■ What you will do ■
Turn the lines below into a JSON list of strings, one string per line, and leave out any blank lines.

■ Data for processing ■
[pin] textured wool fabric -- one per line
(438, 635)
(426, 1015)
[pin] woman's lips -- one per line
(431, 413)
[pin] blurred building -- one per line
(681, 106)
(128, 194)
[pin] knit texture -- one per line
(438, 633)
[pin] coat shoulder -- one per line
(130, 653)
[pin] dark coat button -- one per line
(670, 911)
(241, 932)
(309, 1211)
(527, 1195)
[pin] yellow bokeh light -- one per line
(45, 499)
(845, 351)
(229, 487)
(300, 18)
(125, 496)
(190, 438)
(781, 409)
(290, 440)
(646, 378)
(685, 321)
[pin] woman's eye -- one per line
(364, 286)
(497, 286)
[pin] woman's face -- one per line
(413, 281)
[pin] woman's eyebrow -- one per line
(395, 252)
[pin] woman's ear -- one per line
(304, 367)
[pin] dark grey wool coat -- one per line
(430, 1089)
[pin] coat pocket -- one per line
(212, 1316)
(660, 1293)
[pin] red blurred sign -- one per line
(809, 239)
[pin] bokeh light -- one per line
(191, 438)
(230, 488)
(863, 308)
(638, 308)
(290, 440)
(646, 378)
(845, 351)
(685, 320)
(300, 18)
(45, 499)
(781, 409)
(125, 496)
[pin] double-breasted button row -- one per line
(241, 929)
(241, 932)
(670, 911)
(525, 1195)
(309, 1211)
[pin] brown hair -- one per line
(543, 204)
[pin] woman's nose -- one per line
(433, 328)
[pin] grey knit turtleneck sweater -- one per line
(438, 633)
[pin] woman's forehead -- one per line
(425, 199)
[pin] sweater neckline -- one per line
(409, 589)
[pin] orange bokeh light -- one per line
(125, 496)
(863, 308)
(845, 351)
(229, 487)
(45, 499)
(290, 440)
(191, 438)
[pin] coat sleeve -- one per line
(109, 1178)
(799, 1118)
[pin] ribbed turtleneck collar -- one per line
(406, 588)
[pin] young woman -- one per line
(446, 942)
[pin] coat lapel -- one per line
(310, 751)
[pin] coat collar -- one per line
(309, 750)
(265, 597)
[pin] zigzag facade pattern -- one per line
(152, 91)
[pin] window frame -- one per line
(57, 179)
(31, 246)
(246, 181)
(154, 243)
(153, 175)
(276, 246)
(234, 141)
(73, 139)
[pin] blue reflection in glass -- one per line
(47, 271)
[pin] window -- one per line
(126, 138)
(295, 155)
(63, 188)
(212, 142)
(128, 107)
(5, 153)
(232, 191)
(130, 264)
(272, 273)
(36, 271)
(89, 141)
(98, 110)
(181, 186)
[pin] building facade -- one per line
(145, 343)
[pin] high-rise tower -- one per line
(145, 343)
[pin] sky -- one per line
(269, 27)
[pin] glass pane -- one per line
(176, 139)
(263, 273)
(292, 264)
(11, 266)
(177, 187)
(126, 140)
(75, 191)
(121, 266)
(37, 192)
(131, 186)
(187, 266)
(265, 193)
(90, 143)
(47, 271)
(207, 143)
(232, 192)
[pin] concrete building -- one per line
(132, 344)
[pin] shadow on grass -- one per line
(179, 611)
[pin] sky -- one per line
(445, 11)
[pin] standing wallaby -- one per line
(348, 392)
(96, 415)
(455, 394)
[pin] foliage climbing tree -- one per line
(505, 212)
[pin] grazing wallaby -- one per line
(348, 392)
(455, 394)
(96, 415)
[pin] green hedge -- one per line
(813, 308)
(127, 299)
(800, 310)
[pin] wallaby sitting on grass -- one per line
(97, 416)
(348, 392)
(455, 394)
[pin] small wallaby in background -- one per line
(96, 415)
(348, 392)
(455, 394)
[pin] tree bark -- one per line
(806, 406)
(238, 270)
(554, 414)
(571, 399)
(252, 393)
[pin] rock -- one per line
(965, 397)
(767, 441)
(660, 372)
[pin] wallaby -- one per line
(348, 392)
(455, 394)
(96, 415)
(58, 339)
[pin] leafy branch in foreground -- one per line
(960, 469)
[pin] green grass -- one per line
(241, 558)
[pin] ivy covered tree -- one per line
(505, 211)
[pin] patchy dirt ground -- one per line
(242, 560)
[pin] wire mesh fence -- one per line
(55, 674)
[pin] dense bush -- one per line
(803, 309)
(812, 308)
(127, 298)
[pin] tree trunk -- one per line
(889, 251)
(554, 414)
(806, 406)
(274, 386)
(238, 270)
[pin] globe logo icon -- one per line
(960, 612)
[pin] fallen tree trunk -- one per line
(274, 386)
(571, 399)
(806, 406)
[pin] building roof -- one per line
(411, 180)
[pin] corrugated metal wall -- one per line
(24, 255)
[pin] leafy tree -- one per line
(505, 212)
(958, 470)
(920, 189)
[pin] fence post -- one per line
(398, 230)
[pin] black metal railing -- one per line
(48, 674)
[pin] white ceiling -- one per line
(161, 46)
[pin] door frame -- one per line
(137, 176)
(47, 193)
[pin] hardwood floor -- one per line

■ Answer in full ■
[
  "[pin] textured wool fabric -- one per line",
  "(438, 635)",
  "(426, 1015)",
  "[pin] woman's lips -- one per line",
  "(431, 413)",
  "[pin] blurred building -- one per line",
  "(681, 106)",
  "(128, 194)",
  "[pin] knit texture -- one per line",
  "(438, 633)",
  "[pin] coat shoulder -- one per line",
  "(130, 653)",
  "[pin] dark coat button -- one per line",
  "(670, 911)",
  "(241, 932)",
  "(309, 1211)",
  "(527, 1195)",
  "[pin] yellow bokeh light -- one per line",
  "(45, 499)",
  "(845, 351)",
  "(229, 487)",
  "(300, 18)",
  "(125, 496)",
  "(190, 438)",
  "(781, 409)",
  "(290, 440)",
  "(646, 378)",
  "(685, 321)",
  "[pin] woman's eye -- one per line",
  "(364, 286)",
  "(497, 286)",
  "[pin] woman's face -- one per line",
  "(413, 281)",
  "[pin] woman's eyebrow -- one per line",
  "(395, 252)",
  "[pin] woman's ear -- one per line",
  "(304, 367)",
  "[pin] dark grey wool coat -- one per line",
  "(430, 1089)",
  "[pin] coat pocket -- one per line",
  "(212, 1316)",
  "(660, 1293)",
  "[pin] red blurred sign -- one per line",
  "(809, 239)",
  "[pin] bokeh light -- one per line",
  "(191, 438)",
  "(230, 488)",
  "(863, 308)",
  "(638, 308)",
  "(290, 440)",
  "(646, 378)",
  "(845, 351)",
  "(685, 320)",
  "(300, 18)",
  "(45, 499)",
  "(781, 409)",
  "(125, 496)",
  "[pin] double-breasted button row -- one per line",
  "(241, 929)",
  "(241, 932)",
  "(670, 911)",
  "(525, 1195)",
  "(309, 1211)",
  "[pin] brown hair -- one per line",
  "(543, 204)",
  "[pin] woman's nose -- one per line",
  "(433, 328)",
  "[pin] grey knit turtleneck sweater -- one per line",
  "(438, 633)",
  "[pin] woman's forehead -- one per line",
  "(425, 199)",
  "[pin] sweater neckline -- one per line",
  "(409, 589)",
  "[pin] orange bokeh light -- one per line",
  "(125, 496)",
  "(863, 308)",
  "(845, 351)",
  "(229, 487)",
  "(45, 499)",
  "(290, 440)",
  "(191, 438)",
  "[pin] coat sleeve -- one per line",
  "(109, 1178)",
  "(799, 1118)",
  "[pin] ribbed turtleneck collar -- one per line",
  "(406, 588)",
  "[pin] young woman -- one per line",
  "(446, 942)",
  "[pin] coat lapel -- one per line",
  "(310, 751)",
  "[pin] coat collar -- one per line",
  "(309, 750)",
  "(265, 597)",
  "[pin] zigzag facade pattern -- one per line",
  "(152, 91)",
  "[pin] window frame -- one per line",
  "(57, 179)",
  "(31, 246)",
  "(246, 181)",
  "(154, 243)",
  "(153, 175)",
  "(276, 246)",
  "(234, 141)",
  "(73, 139)",
  "[pin] blue reflection in glass -- one per line",
  "(47, 271)",
  "[pin] window -- one per line",
  "(126, 138)",
  "(295, 155)",
  "(63, 188)",
  "(212, 142)",
  "(128, 107)",
  "(5, 153)",
  "(232, 191)",
  "(130, 264)",
  "(272, 273)",
  "(36, 271)",
  "(89, 141)",
  "(98, 110)",
  "(181, 186)",
  "[pin] building facade -- one per line",
  "(145, 343)",
  "[pin] high-rise tower -- one per line",
  "(145, 343)",
  "[pin] sky -- one per line",
  "(269, 27)",
  "[pin] glass pane -- one per line",
  "(176, 139)",
  "(263, 273)",
  "(292, 264)",
  "(11, 266)",
  "(177, 187)",
  "(126, 140)",
  "(75, 191)",
  "(121, 266)",
  "(37, 192)",
  "(131, 186)",
  "(187, 266)",
  "(265, 193)",
  "(90, 143)",
  "(47, 271)",
  "(207, 143)",
  "(232, 192)",
  "[pin] concrete building -- one per line",
  "(132, 344)",
  "[pin] shadow on grass -- one per line",
  "(179, 611)",
  "[pin] sky -- one per line",
  "(445, 11)",
  "[pin] standing wallaby -- one per line",
  "(348, 392)",
  "(96, 415)",
  "(455, 394)",
  "[pin] foliage climbing tree -- one per line",
  "(505, 212)",
  "[pin] grazing wallaby -- one per line",
  "(348, 392)",
  "(455, 394)",
  "(96, 415)",
  "[pin] green hedge -- one per line",
  "(813, 308)",
  "(127, 299)",
  "(800, 310)",
  "[pin] wallaby sitting on grass -- one per line",
  "(97, 416)",
  "(348, 392)",
  "(455, 394)",
  "[pin] small wallaby in background -- one per line",
  "(96, 415)",
  "(348, 392)",
  "(455, 394)",
  "[pin] tree bark -- one per line",
  "(806, 406)",
  "(238, 270)",
  "(554, 414)",
  "(571, 399)",
  "(252, 393)",
  "[pin] rock -- one per line",
  "(965, 397)",
  "(767, 441)",
  "(660, 372)",
  "[pin] wallaby -- one per line",
  "(348, 392)",
  "(455, 394)",
  "(96, 415)",
  "(58, 339)",
  "[pin] leafy branch in foreground -- one per line",
  "(960, 469)",
  "[pin] green grass -- one per line",
  "(241, 558)",
  "[pin] ivy covered tree -- one per line",
  "(505, 211)",
  "[pin] patchy dirt ground -- one per line",
  "(242, 560)",
  "[pin] wire mesh fence -- one per line",
  "(55, 674)",
  "[pin] dense bush -- one per line",
  "(803, 309)",
  "(812, 308)",
  "(127, 298)",
  "[pin] tree trunk -- one per line",
  "(889, 251)",
  "(554, 414)",
  "(806, 406)",
  "(274, 386)",
  "(238, 270)",
  "[pin] globe logo icon -- one per line",
  "(960, 612)",
  "[pin] fallen tree trunk -- one per line",
  "(274, 386)",
  "(571, 399)",
  "(806, 406)",
  "[pin] building roof -- one per line",
  "(411, 180)",
  "[pin] corrugated metal wall -- one per line",
  "(24, 255)",
  "[pin] leafy tree -- one per line",
  "(505, 212)",
  "(958, 470)",
  "(920, 189)",
  "[pin] fence post -- one per line",
  "(398, 230)",
  "[pin] black metal railing -- one per line",
  "(48, 674)",
  "[pin] white ceiling -- one per line",
  "(161, 46)",
  "[pin] door frame -- one per line",
  "(137, 176)",
  "(47, 193)",
  "[pin] hardwood floor -- one per line"
]